→ SOURCE DATA
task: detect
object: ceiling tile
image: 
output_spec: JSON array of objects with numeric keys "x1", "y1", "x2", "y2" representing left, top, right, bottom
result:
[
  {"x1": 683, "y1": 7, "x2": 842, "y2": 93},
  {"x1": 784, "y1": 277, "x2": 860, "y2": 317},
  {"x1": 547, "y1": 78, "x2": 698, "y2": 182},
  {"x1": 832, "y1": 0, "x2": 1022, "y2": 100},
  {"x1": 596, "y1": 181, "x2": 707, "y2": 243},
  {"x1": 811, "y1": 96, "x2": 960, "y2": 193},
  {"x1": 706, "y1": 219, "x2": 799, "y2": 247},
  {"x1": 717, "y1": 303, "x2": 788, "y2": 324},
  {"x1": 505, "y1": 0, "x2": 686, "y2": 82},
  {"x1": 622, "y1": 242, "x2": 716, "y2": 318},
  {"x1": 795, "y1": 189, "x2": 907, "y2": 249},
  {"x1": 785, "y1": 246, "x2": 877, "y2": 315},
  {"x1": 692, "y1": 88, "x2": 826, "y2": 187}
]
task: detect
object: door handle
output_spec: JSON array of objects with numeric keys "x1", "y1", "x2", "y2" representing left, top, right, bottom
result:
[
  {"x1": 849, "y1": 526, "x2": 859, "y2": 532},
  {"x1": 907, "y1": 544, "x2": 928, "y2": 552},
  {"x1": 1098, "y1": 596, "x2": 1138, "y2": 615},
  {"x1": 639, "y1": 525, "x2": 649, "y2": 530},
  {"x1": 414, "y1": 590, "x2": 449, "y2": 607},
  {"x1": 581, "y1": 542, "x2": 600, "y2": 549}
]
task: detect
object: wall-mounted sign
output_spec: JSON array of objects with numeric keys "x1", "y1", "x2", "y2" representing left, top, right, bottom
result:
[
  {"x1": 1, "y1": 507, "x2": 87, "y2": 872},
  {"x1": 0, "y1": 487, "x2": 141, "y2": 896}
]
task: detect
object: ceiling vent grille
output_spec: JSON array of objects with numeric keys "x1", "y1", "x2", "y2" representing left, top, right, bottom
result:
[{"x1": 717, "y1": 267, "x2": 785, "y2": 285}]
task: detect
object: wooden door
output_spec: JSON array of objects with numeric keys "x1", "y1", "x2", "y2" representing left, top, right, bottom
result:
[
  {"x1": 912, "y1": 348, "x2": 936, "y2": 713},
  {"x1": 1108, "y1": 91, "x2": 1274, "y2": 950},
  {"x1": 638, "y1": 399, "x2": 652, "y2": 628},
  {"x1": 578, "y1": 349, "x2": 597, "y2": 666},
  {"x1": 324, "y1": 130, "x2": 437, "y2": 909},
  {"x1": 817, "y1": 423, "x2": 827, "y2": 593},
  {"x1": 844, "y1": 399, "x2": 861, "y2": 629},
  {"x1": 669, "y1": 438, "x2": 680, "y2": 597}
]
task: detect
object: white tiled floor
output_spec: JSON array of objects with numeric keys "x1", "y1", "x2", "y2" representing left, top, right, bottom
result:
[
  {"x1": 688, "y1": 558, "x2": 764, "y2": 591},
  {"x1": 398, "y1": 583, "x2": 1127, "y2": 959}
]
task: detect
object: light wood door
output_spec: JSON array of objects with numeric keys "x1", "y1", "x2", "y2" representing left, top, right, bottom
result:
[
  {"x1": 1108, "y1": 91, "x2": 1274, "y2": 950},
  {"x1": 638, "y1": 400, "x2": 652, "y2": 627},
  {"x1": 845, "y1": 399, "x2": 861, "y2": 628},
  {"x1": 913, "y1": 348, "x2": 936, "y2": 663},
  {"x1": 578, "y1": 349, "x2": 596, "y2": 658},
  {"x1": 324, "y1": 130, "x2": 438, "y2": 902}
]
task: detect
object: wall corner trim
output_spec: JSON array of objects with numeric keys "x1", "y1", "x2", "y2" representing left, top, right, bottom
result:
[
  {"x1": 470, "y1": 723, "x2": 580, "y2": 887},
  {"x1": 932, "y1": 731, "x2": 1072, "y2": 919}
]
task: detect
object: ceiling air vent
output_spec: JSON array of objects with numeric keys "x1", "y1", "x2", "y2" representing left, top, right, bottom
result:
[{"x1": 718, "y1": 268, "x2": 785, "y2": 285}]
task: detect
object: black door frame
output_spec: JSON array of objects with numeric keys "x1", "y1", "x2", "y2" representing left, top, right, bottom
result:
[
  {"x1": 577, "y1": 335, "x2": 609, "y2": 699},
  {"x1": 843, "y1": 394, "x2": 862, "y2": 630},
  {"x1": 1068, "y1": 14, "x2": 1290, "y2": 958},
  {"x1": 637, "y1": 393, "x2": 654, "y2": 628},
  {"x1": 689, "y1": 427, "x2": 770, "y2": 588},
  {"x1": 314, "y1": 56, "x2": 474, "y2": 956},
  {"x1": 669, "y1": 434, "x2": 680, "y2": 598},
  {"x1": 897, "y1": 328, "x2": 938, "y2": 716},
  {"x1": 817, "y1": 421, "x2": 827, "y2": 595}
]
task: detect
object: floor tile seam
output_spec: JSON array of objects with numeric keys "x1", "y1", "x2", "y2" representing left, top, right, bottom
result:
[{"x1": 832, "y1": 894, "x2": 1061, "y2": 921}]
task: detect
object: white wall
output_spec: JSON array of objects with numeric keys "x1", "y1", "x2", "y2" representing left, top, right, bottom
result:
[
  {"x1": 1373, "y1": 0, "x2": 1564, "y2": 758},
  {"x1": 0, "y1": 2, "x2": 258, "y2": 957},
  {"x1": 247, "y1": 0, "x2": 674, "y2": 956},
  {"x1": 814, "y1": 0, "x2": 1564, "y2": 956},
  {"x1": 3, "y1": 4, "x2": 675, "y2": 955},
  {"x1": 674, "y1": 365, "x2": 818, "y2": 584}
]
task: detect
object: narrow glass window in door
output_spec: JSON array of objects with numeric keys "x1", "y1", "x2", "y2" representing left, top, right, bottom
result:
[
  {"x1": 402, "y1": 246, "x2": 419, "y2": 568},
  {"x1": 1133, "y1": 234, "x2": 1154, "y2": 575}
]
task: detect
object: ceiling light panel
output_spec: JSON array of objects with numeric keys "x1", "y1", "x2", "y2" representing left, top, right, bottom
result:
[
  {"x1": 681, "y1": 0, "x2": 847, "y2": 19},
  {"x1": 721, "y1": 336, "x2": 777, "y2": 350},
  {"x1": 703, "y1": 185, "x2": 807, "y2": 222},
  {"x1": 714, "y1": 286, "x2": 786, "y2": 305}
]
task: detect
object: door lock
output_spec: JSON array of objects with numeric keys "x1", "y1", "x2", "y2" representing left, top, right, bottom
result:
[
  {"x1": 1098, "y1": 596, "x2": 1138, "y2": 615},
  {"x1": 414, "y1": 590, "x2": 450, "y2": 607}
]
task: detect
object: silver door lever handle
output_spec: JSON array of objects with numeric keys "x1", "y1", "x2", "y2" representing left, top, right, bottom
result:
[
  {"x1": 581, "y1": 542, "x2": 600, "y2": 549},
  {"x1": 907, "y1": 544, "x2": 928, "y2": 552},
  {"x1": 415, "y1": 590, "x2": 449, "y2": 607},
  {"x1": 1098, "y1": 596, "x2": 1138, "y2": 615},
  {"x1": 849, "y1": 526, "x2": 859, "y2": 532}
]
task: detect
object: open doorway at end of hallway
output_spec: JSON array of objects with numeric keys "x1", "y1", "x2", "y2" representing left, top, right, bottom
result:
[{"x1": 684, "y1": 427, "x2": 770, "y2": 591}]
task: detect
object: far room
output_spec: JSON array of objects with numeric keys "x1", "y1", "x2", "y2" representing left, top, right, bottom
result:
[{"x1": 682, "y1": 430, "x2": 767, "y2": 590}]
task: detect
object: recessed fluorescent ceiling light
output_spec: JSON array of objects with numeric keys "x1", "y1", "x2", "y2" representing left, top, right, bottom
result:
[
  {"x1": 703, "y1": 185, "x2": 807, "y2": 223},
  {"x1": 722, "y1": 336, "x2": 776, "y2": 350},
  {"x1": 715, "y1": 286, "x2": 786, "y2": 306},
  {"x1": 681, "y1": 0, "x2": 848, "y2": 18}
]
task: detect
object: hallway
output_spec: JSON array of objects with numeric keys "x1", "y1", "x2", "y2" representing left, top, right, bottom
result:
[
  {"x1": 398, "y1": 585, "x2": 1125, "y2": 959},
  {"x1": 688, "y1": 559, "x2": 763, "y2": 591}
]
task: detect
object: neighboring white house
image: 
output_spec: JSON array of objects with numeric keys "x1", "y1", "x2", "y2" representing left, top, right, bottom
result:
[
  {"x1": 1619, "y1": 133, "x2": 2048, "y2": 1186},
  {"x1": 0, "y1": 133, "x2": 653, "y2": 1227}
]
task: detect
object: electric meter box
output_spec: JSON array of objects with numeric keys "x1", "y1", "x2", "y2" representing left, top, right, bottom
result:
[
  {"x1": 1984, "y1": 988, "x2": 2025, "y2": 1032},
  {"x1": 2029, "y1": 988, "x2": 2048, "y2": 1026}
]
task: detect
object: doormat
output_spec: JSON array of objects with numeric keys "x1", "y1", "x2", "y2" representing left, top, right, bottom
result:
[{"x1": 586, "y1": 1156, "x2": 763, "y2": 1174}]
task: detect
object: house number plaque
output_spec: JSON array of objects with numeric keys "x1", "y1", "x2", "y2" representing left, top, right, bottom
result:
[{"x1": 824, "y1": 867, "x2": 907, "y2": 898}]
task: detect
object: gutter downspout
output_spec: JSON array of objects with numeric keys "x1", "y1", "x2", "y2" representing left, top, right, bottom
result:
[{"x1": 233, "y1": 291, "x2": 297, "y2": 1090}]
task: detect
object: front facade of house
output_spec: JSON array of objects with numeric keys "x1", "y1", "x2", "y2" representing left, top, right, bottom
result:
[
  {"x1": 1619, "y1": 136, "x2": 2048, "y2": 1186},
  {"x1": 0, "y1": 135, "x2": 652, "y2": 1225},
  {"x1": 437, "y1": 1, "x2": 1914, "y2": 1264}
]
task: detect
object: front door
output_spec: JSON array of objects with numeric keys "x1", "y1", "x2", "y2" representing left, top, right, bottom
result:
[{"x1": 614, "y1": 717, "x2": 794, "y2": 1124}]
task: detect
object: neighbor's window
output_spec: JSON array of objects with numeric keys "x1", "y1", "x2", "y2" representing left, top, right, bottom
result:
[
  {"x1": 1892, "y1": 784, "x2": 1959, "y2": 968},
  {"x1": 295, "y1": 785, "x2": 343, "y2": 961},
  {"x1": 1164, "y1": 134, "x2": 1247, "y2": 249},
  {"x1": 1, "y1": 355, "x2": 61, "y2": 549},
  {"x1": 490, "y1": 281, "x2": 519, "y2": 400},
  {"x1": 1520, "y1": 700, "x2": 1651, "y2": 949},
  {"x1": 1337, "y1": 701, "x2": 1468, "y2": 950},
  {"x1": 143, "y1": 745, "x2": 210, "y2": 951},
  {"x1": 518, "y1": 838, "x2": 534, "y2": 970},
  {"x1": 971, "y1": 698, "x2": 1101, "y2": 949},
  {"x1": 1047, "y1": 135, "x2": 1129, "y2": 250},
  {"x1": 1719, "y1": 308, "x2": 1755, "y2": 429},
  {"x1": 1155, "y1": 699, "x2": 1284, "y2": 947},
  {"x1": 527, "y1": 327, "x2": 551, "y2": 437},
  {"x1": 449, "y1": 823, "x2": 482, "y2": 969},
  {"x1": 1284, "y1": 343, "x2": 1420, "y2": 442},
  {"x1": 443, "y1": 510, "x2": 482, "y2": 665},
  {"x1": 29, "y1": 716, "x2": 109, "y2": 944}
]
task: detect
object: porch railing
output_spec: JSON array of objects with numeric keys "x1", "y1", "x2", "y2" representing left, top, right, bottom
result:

→ EXERCISE GOAL
Going through the listing above line by line, tally those containing "white" and state only the total.

→ RESPONSE AREA
3